Each line below that carries the string "woman" must appear in the answer.

RECORDS FOR THE TASK
════════════════════
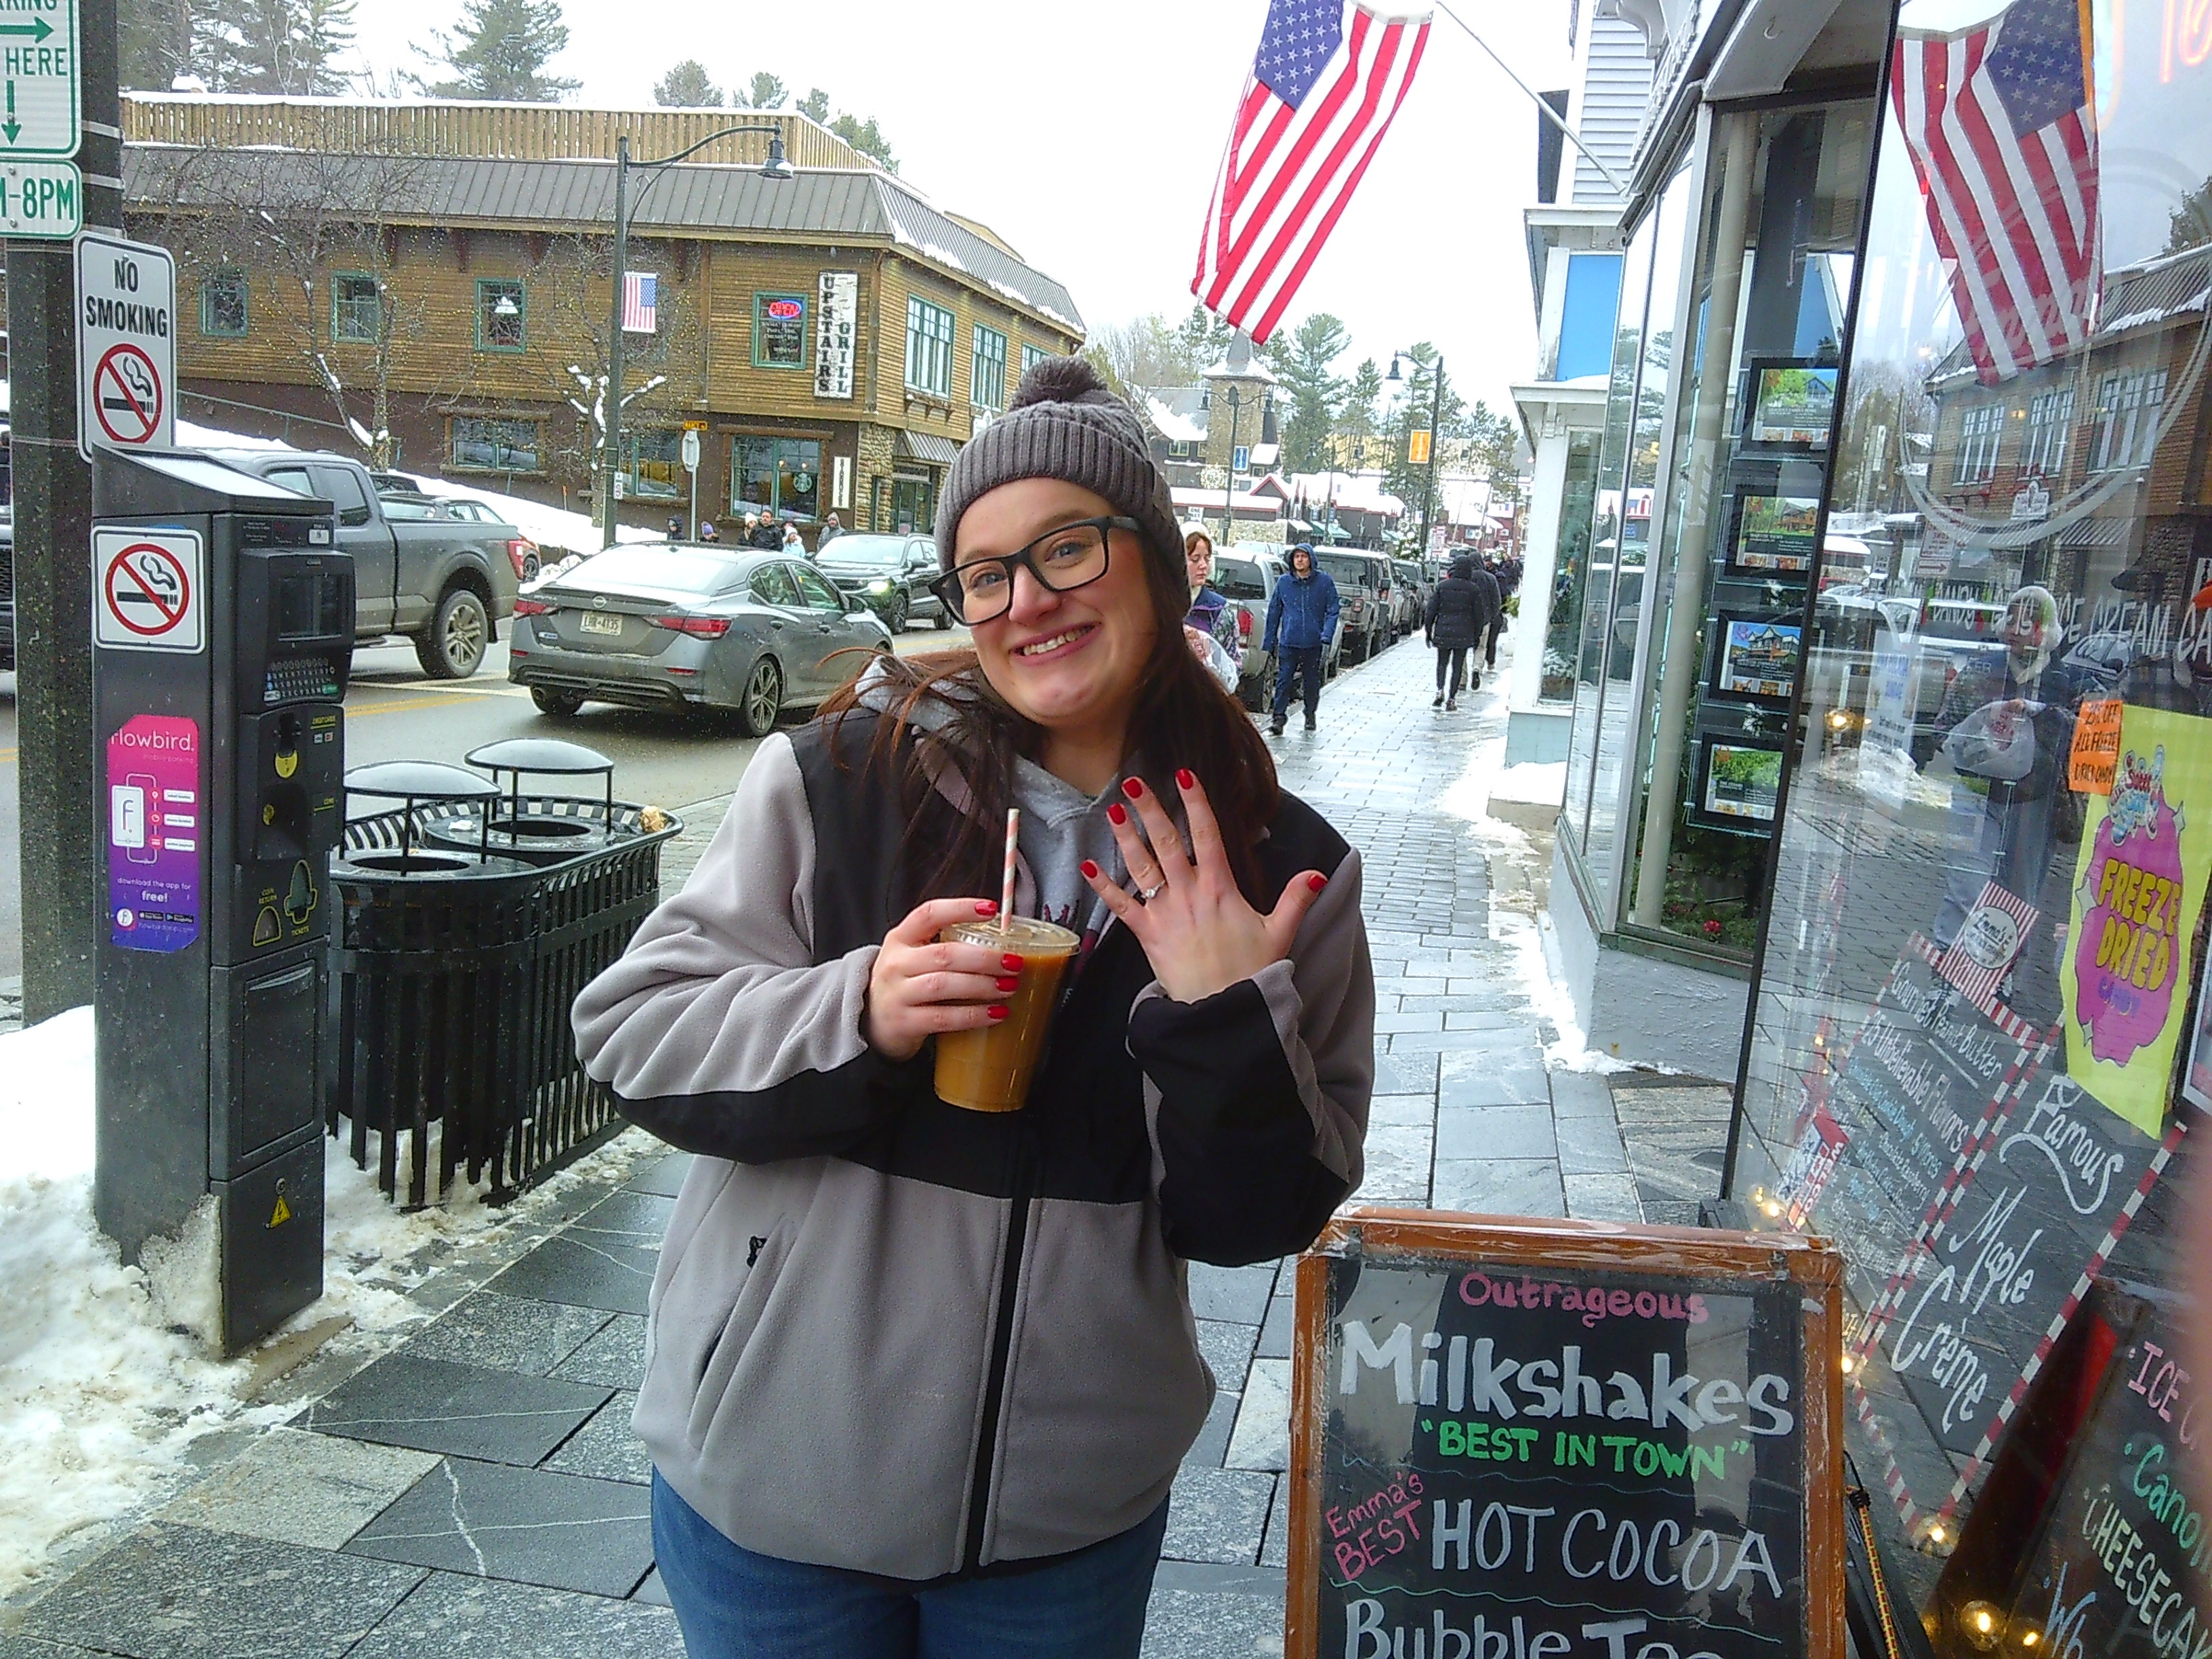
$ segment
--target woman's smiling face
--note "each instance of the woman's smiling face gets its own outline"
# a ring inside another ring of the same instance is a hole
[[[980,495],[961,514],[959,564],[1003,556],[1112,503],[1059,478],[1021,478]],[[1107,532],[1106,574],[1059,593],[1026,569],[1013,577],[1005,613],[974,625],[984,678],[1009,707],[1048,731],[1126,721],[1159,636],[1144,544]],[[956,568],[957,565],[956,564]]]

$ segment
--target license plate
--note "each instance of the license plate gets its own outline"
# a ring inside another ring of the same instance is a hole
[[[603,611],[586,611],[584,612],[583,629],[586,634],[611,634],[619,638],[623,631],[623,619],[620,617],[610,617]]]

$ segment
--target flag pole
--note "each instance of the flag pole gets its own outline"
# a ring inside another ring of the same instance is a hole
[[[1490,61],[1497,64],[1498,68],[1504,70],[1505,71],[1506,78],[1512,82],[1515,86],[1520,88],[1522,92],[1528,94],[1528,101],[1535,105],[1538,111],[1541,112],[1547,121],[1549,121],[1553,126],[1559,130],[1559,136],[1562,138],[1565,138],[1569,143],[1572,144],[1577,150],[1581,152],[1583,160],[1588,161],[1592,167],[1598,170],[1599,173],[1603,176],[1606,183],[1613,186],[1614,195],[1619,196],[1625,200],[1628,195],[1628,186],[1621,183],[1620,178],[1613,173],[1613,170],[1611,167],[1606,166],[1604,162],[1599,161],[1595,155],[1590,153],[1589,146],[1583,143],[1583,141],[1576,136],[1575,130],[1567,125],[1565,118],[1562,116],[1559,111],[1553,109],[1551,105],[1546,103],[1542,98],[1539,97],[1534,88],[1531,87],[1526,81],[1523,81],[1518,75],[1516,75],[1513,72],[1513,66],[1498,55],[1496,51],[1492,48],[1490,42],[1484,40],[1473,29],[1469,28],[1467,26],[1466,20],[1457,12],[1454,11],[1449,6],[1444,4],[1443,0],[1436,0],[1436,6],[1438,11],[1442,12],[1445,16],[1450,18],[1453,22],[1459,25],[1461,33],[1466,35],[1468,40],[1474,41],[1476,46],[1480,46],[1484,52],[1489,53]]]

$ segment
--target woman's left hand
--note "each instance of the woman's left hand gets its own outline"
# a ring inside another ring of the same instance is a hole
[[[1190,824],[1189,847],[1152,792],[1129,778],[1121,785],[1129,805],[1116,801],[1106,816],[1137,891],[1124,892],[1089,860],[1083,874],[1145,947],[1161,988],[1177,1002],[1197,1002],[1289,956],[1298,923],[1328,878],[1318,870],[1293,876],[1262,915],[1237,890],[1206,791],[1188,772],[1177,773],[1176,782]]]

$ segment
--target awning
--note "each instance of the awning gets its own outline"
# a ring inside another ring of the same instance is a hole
════════════════════
SOLUTION
--target woman's smiling face
--note "each instance of the woman's smiling face gets its own outline"
--target woman's left hand
--note "each instance of the woman's left hand gets its own outline"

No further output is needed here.